__To do__:
Please output the following records exactly. Leave every image out.

━━━━━ Materials provided ━━━━━

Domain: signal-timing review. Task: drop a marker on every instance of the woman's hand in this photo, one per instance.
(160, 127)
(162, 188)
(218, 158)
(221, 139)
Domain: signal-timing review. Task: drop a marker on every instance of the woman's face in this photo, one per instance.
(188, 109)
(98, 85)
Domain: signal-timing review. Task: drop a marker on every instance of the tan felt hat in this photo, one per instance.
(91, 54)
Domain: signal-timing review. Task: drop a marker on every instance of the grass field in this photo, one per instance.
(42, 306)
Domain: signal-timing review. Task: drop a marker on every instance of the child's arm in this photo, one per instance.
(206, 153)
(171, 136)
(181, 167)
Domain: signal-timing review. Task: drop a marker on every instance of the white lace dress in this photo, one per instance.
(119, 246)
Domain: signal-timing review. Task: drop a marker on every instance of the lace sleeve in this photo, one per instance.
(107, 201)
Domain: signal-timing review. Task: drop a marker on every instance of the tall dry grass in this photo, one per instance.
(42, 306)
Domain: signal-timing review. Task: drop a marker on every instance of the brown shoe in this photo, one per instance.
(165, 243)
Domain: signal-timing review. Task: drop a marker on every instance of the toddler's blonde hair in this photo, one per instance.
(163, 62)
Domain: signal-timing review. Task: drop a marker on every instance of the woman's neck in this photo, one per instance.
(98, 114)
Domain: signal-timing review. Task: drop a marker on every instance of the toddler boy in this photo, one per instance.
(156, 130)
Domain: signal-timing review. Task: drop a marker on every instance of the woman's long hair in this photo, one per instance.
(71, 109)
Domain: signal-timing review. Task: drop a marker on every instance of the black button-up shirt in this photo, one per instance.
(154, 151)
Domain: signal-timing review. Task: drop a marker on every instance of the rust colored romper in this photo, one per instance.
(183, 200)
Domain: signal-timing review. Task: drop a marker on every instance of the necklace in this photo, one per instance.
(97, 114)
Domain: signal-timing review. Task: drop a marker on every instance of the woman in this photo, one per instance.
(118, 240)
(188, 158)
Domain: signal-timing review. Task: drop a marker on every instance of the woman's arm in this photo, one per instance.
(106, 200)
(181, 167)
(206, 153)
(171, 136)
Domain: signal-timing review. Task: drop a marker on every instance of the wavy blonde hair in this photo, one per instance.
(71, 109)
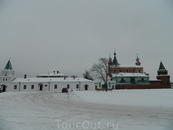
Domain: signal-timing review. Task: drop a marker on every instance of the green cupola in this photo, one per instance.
(162, 70)
(115, 61)
(8, 66)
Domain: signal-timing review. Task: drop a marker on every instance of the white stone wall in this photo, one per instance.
(48, 86)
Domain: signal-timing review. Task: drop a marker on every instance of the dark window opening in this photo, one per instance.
(32, 86)
(15, 86)
(68, 86)
(24, 87)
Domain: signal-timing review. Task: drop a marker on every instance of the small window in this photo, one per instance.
(15, 86)
(32, 86)
(68, 86)
(55, 87)
(24, 86)
(77, 85)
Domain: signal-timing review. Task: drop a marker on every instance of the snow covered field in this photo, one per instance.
(119, 109)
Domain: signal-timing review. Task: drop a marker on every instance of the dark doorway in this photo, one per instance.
(86, 87)
(41, 86)
(4, 88)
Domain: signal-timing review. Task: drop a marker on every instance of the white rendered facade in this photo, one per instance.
(9, 83)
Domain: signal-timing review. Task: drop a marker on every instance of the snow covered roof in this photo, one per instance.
(17, 80)
(129, 75)
(52, 74)
(126, 66)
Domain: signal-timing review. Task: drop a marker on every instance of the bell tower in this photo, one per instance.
(137, 61)
(162, 74)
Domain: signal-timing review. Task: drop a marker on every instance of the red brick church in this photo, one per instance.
(133, 76)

━━━━━

__Response to this task__:
Domain: signal-timing review. Task: drop a marker on every instance of the woman's hand in this photo, one per instance.
(160, 127)
(162, 188)
(218, 158)
(221, 139)
Domain: signal-timing review. Task: drop a marker on every instance of the woman's face in this photo, one per instance.
(188, 109)
(98, 85)
Domain: signal-timing review. Task: drop a marker on every instance of the tan felt hat in this photo, one per instance.
(91, 54)
Domain: signal-timing review. Task: drop a marker on every instance of the grass field in this photo, one per instance.
(42, 306)
Domain: signal-timing review. Task: drop a marker on every instance of the child's arm in this photo, one per instance.
(206, 153)
(171, 136)
(181, 167)
Domain: signal-timing review. Task: drop a marker on every instance of the white lace dress in this photo, one per instance.
(119, 246)
Domain: signal-timing review. Task: drop a marker on every instance of the lace sleeve in this photo, one per instance.
(107, 201)
Domain: signal-timing review. Task: drop a marker on every instance of the tall dry grass in this photo, one per instance.
(42, 306)
Domain: signal-timing review. Task: drop a marker on every instance of the brown shoe in this photo, one per instance.
(165, 243)
Domain: signal-timing review. Task: drop a marker on every instance of the toddler's blonde hair in this photo, one per instance.
(163, 62)
Domain: signal-timing review. Task: drop a marker on every instance of the woman's neck in this photo, one per instance.
(98, 114)
Domain: signal-timing review. Task: drop a marker on every instance of the toddler boy in this photo, one per instance.
(156, 130)
Domain: signal-timing review. Task: drop a marker on every instance of the woman's long hair in this photo, one per instance.
(71, 109)
Domain: signal-timing review. Task: drop a marker on every instance of the black button-up shirt in this photo, one per instance.
(154, 151)
Domain: signal-timing review. Task: drop a marker on every instance of the rust colored romper in this photo, one per instance.
(183, 200)
Domain: signal-timing review. Task: drop a marker on every instance of the necklace in this photo, one per instance.
(97, 114)
Domain: signal-timing review. Task: drop a marker on every instance of the woman in this photo, one per instance.
(118, 240)
(188, 158)
Domain: signal-timing review. Task: drop a marker on every instance of the woman's arm in this photo, one per instance.
(106, 200)
(181, 167)
(206, 153)
(171, 136)
Domain: signal-timing review. Task: drop a marker on every instance of the wavy blonde hair in this photo, one per instance.
(71, 109)
Domain: signal-timing review. Task: drop a marker on every instance of the green cupola in this photo, one per instance.
(162, 70)
(115, 61)
(8, 66)
Domain: signal-timing review. Task: drop a marker on every instance of the white stone wall in this photo, one per instance.
(48, 86)
Domain: signal-timing review. Task: drop a marker on every instance of the dark window opening in this photo, one per instance.
(32, 86)
(15, 86)
(68, 86)
(24, 87)
Domain: signal-timing review. Task: drop a marker on every instance of the small window in this photo, one per instance.
(15, 86)
(32, 86)
(68, 86)
(55, 87)
(24, 86)
(77, 85)
Domain: signal-timing review. Task: drop a marker on every instance of the snow covered field in this photo, one per instance.
(119, 109)
Domain: signal-timing review. Task: drop a marker on every instance of the dark doorway in this photo, one per instance.
(86, 87)
(41, 86)
(4, 88)
Domain: signal-timing review. Task: drop a marker on every instance of the white rendered facade in this photo, one per instance.
(9, 83)
Domain: signal-timing review. Task: drop a marker on every instance of the snow covered roof in this photo, one per instance.
(17, 80)
(129, 75)
(52, 74)
(126, 66)
Domain: signal-timing review. Task: drop a marker on every instance of the bell tower in this photo, one per instance.
(137, 61)
(162, 74)
Domain: signal-timing review. Task: drop a marker on every instance of the red brick church in this photo, one per instance.
(133, 76)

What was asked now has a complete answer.